**Objective 1**
In the message about browser caches, what does the author say tends to frustrate a corporate cache?
**Objective 2**
Pick up the message about browser caches and corporate caches after its last sentence and carry it forward.

**Selected extract**
Satisfying IMS from HEAD or IMS would help where browser caches

From: David J Woolley <djw@dont-contact.us>
Date: Fri, 30 Oct 1998 18:39:08 +0100

One thing I've noticed with CERN originally and now when testing
squid2/patch2 is that browsers with internal caching tend to
frustrate a corporate cache. The basic problem is that if an
If-Modified-Since request for an object cached in the browser, misses
on the corporate cache, one has to wait for a round trip time (and do
a demand dial, even if the request could be satisfied from the
browser cache) if the corporate cache never had the page (cache was
built after the browser cached the page) or has lost the page
(limited resources, CERN's absolute time limit, or a demand dial
failure, etc., causing the the cache entry to be wiped by an error
response).

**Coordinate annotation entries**
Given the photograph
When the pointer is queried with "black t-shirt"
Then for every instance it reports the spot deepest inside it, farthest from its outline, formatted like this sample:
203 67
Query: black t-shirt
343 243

**Written reply 1**
Browsers with internal caching.

**Written reply 2**
What I used to do on CERN, is occasionally trawl the logs for 304s
that had been proxied (or zero lengths, which came from some earlier
browsers) and refetch them at a cheap rate time. However that
involves fetching the whole page, which might prove not to be useful,
and, as a side effect, marking it recently accessed, so that a
potentially large page might be kept longer than the true access
pattern suggested.

I found the following URL which suggests that someone (not sure how
official this is) was considering caching IMS responses in squid:

http://hem.passagen.se/hno/squid/historic/IMS.html

However, it also occurs to me that HEAD ought to contain all the meta
data. However, caching a page in IE4, bypassing squid, then manually
doing a HEAD for the page through squid, then finally restarting IE4,
configured to use squid, results in a TCP-MISS. Searching the code
tends to confirm this, but I wasn't 100% certain at that stage.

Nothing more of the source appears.